# WHAT YOU HAVE TO DO
Only those lines in the data below from the line containing "tree in this" through the line containing "of the reflection", both included, should be restated word for word.

# DATA FOR PROCESSING
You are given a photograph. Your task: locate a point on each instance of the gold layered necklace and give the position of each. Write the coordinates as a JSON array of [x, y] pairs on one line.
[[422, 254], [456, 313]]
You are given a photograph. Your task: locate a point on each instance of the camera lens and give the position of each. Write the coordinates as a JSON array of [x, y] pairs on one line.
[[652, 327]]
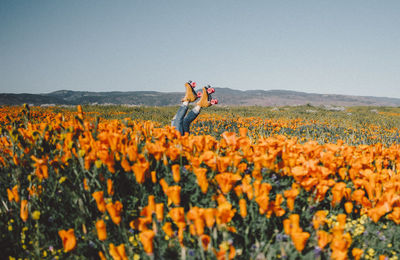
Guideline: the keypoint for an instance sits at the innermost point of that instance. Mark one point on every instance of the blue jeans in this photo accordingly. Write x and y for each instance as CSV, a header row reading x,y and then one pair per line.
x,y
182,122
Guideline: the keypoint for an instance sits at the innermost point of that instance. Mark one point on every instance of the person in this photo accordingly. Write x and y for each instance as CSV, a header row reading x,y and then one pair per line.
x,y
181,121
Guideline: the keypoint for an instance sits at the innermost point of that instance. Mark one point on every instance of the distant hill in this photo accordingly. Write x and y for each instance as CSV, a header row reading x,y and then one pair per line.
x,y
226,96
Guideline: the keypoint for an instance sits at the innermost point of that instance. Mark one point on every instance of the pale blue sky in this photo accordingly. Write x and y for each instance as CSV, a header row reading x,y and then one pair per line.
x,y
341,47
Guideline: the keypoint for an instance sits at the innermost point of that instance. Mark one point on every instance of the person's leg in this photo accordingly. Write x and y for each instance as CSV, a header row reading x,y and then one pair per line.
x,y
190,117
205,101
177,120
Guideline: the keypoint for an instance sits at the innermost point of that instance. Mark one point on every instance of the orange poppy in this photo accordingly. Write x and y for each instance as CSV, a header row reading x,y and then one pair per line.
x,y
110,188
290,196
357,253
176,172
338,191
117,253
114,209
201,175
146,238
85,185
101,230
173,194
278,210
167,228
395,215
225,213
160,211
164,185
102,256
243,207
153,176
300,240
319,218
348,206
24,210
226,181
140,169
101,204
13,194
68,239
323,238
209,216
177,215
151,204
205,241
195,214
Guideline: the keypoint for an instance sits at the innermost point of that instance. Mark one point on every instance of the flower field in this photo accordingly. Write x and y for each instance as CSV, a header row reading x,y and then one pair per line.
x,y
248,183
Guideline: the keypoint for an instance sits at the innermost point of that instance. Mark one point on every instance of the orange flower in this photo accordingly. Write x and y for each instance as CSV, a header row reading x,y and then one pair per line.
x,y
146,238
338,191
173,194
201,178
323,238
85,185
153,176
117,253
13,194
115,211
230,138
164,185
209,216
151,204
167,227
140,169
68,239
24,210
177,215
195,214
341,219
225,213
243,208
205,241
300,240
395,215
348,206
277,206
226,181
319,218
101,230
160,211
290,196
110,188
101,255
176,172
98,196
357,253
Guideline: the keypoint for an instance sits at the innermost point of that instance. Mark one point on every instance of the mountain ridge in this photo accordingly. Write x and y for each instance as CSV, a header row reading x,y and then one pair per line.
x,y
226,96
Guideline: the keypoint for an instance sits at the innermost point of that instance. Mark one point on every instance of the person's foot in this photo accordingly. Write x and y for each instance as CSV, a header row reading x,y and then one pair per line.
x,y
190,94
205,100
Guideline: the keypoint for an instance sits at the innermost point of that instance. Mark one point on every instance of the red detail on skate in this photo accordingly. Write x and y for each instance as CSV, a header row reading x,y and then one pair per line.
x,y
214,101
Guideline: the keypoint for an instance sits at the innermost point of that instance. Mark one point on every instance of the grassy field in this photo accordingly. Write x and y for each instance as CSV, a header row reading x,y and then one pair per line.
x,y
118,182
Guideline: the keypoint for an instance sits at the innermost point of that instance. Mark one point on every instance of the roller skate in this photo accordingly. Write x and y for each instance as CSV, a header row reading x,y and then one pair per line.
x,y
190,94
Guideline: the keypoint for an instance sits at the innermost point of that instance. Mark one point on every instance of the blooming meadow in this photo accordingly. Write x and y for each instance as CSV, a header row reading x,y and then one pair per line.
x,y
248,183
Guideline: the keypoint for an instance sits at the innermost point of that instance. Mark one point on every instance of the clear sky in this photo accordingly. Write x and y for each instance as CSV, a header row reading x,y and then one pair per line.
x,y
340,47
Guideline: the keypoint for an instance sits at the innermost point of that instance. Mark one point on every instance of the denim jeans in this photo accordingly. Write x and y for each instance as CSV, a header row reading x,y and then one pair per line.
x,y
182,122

* * *

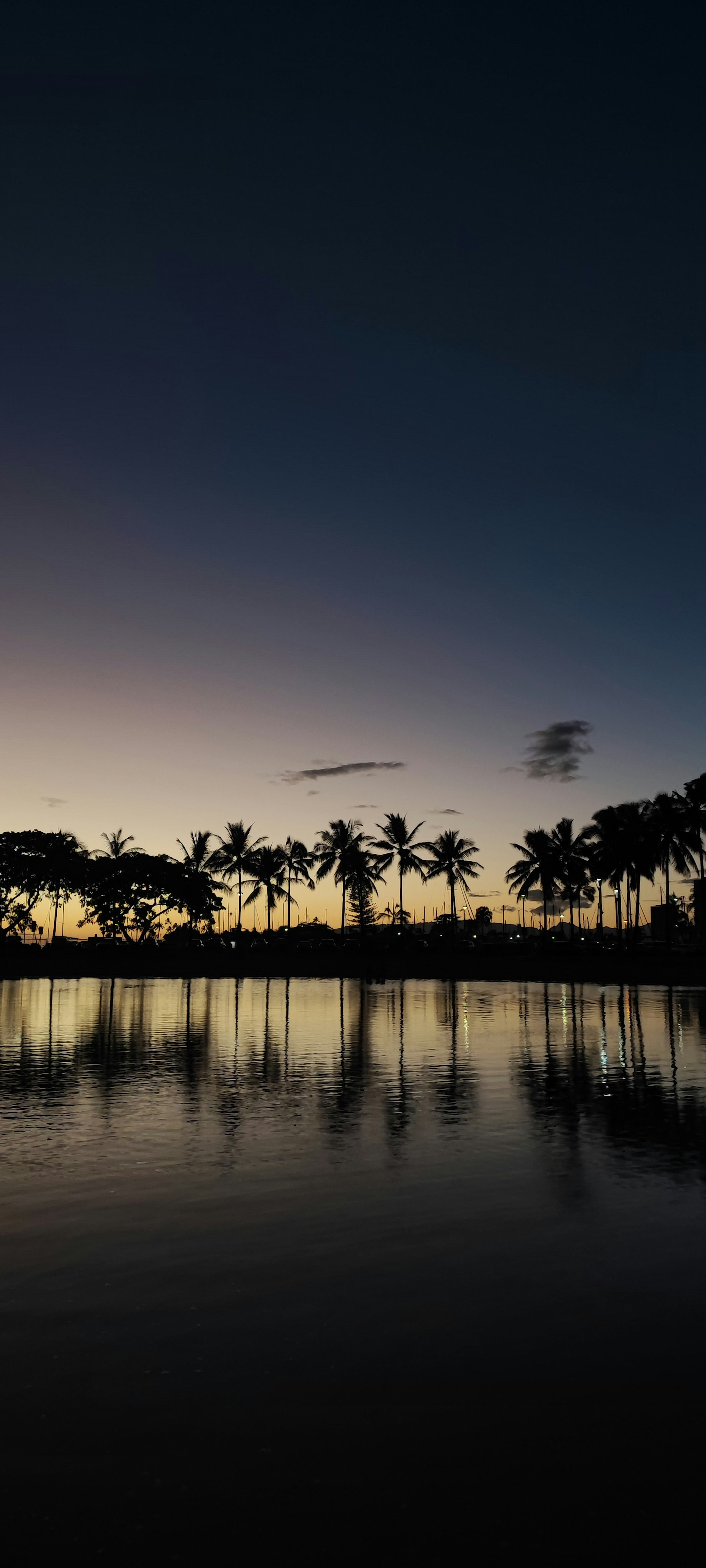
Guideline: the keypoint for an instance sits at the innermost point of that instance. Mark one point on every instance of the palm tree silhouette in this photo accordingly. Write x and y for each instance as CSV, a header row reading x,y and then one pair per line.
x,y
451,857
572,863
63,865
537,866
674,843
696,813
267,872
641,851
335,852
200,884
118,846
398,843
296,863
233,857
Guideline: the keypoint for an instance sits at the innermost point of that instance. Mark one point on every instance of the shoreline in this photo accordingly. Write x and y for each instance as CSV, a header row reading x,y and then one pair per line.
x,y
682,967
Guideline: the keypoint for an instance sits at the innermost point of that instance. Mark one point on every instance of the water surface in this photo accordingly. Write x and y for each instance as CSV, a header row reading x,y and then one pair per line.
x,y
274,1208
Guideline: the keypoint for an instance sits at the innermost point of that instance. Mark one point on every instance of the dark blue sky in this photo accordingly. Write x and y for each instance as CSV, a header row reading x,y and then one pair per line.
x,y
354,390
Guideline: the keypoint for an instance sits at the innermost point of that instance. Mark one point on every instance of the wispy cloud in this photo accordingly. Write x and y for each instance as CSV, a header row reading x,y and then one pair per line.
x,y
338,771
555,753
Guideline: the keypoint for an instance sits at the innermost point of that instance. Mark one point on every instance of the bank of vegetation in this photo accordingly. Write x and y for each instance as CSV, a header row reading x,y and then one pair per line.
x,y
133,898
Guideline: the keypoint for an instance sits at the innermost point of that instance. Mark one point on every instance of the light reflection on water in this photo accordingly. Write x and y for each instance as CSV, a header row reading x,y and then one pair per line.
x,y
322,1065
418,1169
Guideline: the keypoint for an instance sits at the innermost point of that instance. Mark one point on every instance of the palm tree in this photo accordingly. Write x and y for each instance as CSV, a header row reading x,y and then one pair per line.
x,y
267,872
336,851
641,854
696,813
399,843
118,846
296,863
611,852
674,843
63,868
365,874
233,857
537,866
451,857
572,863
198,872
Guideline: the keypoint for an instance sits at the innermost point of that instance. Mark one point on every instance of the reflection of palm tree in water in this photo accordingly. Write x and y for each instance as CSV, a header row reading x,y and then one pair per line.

# ANSWER AREA
Guideline: the keypoint for an instance sits at the innermost point of that instance. Mark one point on every instance of the palm tree in this photo accordingly. Write x and y for each instance as CSV, a header row reading x,y and then one pair per line.
x,y
267,872
336,851
641,854
696,813
399,843
118,846
296,863
611,852
674,843
63,868
365,874
233,857
537,866
451,857
572,863
198,872
Guideline: the keypoint for an instance sits at the innermost point of that instance. Mark one point on every instance of the reflection of palm tree in water in this photo accordingly. Write x and y for each instance as CSV, a header row reading x,y and then one pair per line.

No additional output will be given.